**Directions:** Please duplicate the differential discussion below word for word, beginning at the words "Yes it can and" and stopping after "fine I’m sure.".

**Text block:**
— start —
I have a Ford F150 3.5 ecoboost XL FX4 and am wondering if I need to worry about the barings and the seals. Took in my truck for front, rear and transfer case fluid change and they found a small amount of water in the fluid (rear). The mechanic said the seals allow water to get in but does not allow fluid to get out. No fluid has leaked out and no damage inside the differential. No play in the axle.
A mechanic friend of mine says water got in the seals and barring need to be replaced or water could have got into the vent.

What do you experts think?

I would have got water into the differential likely from driving through a low water crossing (creek crossing).

Check that the differential breather hose is still attached. Item1.



Oh its definitely possible to get water IN to the diffs… no doubt about that especially if you know that you have been doing some water crossings.

Yes it can and does get inside of the diff…and yes it does NOT like to leave… it gets incorporated into the gear lube and turns it into a milkshake color.

All you need to do is change the diff lube…say 2 times… that should carry all the moisture laden lube out and replace it with fresh lube. You dont need to be overly worried about damage since this is early detection and honestly it still has all of its gear oil present as well. Could it damage your bearings? Sure maybe…over time…and if you left it the way it was…and if it sat for long periods of time unused…but its not something you should fret over.

Just change the lube more than one time… and avoid adding more water to the diff (with your river crossings) and you will be fine I’m sure.

If you cannot avoid the water crossings…you may be able to put a ball valve or some other device on the vent for the diff…shutting it off just for the water x-ing…then returning it back to normal. Hell its nothing a pair of long nose vice grip pliers cant do to squeeze the vent tube shut temporarily, or simply route the tube to a higher elevation…but why simplify things when you can have so much more fun by over complicating them?
— end —
**Record list:**
— start —
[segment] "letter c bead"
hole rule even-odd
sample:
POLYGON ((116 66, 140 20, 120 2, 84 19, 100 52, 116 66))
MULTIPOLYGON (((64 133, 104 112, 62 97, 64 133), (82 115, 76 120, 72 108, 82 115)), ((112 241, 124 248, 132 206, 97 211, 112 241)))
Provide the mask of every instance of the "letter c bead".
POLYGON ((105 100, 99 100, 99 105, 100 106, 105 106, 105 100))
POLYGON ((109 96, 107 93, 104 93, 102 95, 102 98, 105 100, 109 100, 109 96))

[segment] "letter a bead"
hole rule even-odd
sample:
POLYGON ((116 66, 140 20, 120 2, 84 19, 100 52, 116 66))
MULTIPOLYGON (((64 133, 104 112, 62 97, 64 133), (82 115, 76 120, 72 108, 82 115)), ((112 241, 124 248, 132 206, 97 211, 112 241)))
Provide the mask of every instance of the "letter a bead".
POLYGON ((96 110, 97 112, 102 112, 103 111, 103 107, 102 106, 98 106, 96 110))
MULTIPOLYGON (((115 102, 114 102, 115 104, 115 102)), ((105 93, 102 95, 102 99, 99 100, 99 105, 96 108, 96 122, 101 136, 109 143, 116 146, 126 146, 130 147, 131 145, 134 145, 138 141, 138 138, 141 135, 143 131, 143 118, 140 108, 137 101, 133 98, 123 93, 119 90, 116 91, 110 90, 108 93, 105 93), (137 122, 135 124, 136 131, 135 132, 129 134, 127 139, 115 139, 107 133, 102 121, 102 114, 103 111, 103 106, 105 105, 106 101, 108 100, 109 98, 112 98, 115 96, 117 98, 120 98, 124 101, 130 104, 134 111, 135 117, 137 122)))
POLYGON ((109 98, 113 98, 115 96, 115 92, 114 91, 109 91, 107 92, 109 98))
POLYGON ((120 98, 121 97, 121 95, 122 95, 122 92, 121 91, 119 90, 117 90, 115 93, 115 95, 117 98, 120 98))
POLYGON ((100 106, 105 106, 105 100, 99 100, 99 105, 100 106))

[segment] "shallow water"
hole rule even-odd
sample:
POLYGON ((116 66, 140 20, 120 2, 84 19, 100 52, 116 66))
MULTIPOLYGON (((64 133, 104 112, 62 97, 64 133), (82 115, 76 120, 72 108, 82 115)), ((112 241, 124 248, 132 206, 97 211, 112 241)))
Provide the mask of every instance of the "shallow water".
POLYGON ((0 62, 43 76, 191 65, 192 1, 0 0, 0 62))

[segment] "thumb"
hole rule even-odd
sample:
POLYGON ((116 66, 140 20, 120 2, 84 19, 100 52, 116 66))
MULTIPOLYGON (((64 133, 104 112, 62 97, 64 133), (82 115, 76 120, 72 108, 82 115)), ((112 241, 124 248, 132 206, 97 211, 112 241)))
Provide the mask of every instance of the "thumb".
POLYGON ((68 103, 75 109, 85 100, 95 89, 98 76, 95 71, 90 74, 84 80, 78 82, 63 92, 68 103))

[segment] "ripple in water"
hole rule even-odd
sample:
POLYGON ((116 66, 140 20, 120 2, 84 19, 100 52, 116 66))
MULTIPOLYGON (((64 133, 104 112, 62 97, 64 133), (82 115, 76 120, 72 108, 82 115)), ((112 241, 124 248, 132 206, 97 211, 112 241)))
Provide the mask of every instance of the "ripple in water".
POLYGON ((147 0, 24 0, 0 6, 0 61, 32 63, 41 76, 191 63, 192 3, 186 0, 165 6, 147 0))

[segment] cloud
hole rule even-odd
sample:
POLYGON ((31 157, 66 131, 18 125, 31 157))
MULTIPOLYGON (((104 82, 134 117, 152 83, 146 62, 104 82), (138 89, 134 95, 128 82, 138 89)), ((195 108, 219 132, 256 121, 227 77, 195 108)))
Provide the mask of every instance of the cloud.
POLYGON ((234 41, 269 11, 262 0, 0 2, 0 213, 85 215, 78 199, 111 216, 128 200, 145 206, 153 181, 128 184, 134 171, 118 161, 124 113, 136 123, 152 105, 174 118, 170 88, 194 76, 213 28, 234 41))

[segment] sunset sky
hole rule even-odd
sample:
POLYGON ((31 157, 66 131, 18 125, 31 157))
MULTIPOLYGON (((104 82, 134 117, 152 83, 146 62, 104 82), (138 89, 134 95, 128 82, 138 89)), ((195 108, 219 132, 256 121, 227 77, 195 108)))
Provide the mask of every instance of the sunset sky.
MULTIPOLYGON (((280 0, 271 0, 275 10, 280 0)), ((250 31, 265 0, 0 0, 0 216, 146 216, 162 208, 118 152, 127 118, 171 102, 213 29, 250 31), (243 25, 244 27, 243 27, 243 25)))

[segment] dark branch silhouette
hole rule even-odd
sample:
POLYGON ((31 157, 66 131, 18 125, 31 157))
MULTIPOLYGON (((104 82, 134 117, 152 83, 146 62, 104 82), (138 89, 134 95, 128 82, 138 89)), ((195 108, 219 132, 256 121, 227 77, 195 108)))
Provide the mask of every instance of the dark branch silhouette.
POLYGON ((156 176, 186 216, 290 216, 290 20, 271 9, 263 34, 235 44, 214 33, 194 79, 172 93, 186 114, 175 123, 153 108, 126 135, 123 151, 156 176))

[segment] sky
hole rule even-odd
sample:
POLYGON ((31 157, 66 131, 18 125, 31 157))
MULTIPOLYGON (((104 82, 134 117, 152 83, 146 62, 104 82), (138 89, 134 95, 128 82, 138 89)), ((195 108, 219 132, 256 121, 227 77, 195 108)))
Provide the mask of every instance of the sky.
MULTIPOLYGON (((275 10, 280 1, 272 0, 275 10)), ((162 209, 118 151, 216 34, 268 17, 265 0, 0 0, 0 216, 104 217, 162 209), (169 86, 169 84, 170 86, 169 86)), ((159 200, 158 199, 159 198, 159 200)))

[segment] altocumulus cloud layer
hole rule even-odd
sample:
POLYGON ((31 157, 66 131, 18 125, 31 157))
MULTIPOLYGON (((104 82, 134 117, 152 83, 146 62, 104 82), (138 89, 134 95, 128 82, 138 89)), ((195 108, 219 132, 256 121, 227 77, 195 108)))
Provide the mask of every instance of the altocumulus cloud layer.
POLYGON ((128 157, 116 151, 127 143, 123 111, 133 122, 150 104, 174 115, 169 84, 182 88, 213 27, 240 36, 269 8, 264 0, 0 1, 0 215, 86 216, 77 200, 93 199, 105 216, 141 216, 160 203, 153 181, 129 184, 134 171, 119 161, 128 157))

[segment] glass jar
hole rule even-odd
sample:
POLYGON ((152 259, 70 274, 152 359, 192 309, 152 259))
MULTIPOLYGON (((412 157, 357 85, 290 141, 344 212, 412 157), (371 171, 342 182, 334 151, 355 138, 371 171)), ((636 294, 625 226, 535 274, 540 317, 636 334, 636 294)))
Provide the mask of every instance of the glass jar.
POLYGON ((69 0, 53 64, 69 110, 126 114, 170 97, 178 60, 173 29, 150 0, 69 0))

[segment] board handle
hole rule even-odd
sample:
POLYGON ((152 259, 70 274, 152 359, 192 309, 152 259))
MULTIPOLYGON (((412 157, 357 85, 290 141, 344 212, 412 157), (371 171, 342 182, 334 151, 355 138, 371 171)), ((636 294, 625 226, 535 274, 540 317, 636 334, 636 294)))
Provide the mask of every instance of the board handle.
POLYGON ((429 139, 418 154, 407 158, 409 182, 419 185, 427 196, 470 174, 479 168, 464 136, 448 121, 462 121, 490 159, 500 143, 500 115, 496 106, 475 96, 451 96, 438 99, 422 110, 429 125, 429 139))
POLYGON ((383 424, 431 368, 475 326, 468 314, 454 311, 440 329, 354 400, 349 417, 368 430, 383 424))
— end —
**Output below:**
Yes it can and does get inside of the diff…and yes it does NOT like to leave… it gets incorporated into the gear lube and turns it into a milkshake color.

All you need to do is change the diff lube…say 2 times… that should carry all the moisture laden lube out and replace it with fresh lube. You dont need to be overly worried about damage since this is early detection and honestly it still has all of its gear oil present as well. Could it damage your bearings? Sure maybe…over time…and if you left it the way it was…and if it sat for long periods of time unused…but its not something you should fret over.

Just change the lube more than one time… and avoid adding more water to the diff (with your river crossings) and you will be fine I’m sure.